• [Required actions]
(A) Return, word for word, the portion of the report on the gold-mining company between "The mystery company signed" and "at the goldmine.", inclusive.
(B) Answer these questions from the report on the gold-mining company:
(i) In which place did Mulbah ask the reporter to meet him?
(ii) In which mountain was the company to mine gold under the memorandum of understanding?
(iii) When did the company arrive for exploration?
(C) Continue the report on the gold-mining company from the point where it stops.

• [Document segment]
Abraham Mulbah, a representative of the unidentified company, evaded several attempts for an interview. Mulbah had postponed an initial interview on the ground that he was visiting an ailing relative. He asked the reporter to meet him in Bopolu, promising to share copies of the mystery company’s documents. However, Mulbah did not turn out at the venue of the interview he had given.

Follow-up efforts the reporter made to get the documents failed, including connecting the newspaper with the company’s owners.

The mystery company signed an illegal memorandum of understanding (MoU) with locals of Gbarquoita to mine gold in the Kpo Mountain in early May this year, according to locals. They had arrived there for exploration in December last year.

Armed with the MoU, the company is forcibly buying local artisanal miners’ claims, assisted by chiefs and elders. Miners Fatu Quemue and George Berrian have all been asked to surrender their mining claims. Mulbah had shared their documents with The DayLight when the reporter tracked him down at the goldmine.

• [Data under study]
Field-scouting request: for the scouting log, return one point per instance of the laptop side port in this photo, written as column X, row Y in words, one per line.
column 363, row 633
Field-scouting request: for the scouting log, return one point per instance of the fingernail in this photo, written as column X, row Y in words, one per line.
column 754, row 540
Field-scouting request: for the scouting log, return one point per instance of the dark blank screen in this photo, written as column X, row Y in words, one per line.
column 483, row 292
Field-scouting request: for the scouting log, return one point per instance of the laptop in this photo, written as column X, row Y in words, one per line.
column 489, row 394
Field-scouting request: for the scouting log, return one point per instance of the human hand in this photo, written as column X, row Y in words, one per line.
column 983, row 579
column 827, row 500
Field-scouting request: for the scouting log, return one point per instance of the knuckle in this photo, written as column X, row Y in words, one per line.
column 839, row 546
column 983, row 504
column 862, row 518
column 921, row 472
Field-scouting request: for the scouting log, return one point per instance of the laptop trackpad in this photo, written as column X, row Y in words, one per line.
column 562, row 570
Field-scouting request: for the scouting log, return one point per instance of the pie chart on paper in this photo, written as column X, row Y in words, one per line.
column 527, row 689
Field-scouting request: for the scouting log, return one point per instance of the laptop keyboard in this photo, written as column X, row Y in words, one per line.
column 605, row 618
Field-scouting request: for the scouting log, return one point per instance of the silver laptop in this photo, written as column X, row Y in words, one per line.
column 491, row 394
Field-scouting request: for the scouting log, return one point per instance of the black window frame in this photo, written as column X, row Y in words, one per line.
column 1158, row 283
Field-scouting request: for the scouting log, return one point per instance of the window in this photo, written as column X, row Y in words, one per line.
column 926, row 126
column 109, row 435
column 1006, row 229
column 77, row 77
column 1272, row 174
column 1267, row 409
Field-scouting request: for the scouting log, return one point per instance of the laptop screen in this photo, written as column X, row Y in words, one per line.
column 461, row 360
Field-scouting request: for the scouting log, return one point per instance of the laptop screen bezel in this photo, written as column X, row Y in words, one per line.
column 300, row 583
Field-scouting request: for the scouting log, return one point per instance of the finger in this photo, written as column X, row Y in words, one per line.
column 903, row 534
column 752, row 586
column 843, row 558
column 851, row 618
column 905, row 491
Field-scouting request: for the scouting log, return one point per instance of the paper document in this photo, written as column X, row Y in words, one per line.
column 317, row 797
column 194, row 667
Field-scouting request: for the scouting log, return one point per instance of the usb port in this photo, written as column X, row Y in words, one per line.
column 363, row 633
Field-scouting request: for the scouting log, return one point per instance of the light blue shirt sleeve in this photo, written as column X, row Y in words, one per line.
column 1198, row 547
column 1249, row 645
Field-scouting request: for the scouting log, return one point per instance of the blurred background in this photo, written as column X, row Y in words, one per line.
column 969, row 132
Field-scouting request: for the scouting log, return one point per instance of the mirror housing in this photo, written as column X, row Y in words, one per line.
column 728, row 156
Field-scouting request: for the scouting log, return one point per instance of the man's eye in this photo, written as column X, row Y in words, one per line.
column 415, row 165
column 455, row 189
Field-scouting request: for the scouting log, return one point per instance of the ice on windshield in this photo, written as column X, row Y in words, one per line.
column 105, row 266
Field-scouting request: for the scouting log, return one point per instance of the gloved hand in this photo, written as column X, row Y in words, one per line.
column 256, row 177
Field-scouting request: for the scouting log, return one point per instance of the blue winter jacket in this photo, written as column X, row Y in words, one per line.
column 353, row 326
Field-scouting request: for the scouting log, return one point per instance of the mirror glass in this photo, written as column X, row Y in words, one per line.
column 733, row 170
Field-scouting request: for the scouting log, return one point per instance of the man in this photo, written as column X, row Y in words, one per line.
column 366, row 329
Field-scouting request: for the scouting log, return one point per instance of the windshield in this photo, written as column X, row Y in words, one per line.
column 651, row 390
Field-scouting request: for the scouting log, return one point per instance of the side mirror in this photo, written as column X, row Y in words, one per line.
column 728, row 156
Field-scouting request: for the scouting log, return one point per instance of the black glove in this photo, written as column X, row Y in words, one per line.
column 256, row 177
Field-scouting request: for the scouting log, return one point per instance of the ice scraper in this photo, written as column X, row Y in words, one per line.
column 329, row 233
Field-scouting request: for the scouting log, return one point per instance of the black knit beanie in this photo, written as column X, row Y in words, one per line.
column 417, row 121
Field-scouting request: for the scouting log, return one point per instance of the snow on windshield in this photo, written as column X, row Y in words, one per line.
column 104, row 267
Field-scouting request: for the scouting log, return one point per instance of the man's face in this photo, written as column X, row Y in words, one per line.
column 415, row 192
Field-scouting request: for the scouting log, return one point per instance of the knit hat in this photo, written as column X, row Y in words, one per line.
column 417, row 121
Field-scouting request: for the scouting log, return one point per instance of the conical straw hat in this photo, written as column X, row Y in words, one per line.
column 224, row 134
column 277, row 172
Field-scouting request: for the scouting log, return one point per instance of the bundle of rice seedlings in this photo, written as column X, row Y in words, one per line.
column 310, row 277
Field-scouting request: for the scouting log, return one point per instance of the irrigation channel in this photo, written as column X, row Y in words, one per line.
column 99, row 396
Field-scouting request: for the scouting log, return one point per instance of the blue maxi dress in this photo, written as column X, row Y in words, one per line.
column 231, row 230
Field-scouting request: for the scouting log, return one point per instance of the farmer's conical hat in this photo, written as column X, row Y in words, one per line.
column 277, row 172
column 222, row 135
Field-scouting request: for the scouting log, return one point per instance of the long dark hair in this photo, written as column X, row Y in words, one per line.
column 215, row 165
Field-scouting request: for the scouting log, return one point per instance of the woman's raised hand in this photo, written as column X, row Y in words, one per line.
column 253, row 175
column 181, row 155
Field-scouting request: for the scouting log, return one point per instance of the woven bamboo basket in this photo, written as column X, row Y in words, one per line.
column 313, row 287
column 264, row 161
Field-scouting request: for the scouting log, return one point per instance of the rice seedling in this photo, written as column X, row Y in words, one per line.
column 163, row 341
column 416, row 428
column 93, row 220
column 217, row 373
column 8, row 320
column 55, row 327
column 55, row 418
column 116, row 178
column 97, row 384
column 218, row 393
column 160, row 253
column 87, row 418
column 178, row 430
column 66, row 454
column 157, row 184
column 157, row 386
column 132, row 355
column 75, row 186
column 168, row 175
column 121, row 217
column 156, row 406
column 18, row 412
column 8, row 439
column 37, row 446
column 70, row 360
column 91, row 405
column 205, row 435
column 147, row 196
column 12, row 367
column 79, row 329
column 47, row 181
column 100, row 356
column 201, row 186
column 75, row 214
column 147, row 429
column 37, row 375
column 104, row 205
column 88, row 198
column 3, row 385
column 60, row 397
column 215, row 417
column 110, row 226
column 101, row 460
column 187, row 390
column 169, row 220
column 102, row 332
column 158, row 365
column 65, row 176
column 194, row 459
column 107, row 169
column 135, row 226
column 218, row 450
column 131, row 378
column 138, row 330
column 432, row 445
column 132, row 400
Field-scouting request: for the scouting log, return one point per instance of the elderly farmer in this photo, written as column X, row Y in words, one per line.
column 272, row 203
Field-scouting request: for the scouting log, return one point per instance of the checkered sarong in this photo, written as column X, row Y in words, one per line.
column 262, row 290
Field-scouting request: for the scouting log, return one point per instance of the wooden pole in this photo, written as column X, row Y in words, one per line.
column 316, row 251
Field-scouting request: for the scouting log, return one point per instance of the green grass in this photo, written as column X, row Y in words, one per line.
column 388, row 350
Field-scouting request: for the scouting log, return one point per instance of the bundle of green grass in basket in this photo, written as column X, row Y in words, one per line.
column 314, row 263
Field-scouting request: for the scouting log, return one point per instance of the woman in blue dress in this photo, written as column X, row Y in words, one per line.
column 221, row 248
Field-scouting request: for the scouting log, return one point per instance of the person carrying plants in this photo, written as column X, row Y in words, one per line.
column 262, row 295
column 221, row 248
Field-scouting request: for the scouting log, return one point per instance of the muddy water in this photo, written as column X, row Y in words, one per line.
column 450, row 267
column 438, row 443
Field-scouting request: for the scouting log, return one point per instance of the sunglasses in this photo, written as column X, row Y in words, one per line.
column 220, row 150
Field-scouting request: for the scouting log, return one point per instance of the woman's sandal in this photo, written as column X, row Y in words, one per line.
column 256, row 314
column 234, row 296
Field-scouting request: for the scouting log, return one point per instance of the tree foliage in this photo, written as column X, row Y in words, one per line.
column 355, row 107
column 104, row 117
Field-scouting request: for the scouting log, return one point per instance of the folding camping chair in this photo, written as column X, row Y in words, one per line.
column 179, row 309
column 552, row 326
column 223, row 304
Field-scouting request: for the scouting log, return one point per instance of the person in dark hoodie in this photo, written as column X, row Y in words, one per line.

• [Results by task]
(A)
The mystery company signed an illegal memorandum of understanding (MoU) with locals of Gbarquoita to mine gold in the Kpo Mountain in early May this year, according to locals. They had arrived there for exploration in December last year.

Armed with the MoU, the company is forcibly buying local artisanal miners’ claims, assisted by chiefs and elders. Miners Fatu Quemue and George Berrian have all been asked to surrender their mining claims. Mulbah had shared their documents with The DayLight when the reporter tracked him down at the goldmine.

(B)
(i) Bopolu
(ii) The Kpo Mountain
(iii) In December last year

(C)
“We write to inform you that the mining land you previously [occupied] had officially been [turned] over to the J.M. Mining by the citizens of [Gbarquoita],” a letter from the community to Berrian read.

A worksite of illicit miners in the Bondi Mandingo Forest. The DayLight/Esau J. Farr

Berrain told The DayLight he accepted the proposal under duress, and he did not get the full amount the supposed company promised. “What I have on the land should be paid for.”

The DayLight obtained Quemue’s and Berrian’s documents, showing they were granted licenses. However, the ministry’s records show the pair have not surrendered or transferred their license for that area. Quemue’s license remains active. Berrian’s license is yet to be reactivated after renewal in April, a Liberia Revenue Authority receipt shows. Efforts to interview Quemue were unsuccessful, as The DayLight did not get her phone number.

‘Stupid’ and ‘Foolish’

Gbarquoita’s negotiation with the unidentified company violates the Community Rights Law… that created community forestry. The town is one of six that own the Bondi Mandingo Forest.

A letter from Gbarquoita to artisanal miners who have claims in the Bondi Mandingo Forest

Bondi Mandingo was authorized by the Forestry Development Authority (FDA) in 2018. Covering  37,222 hectares, and has been under contract with Indo Africa Plantation Liberia Limited ever since. However, the Singaporean loggers abandoned the contract.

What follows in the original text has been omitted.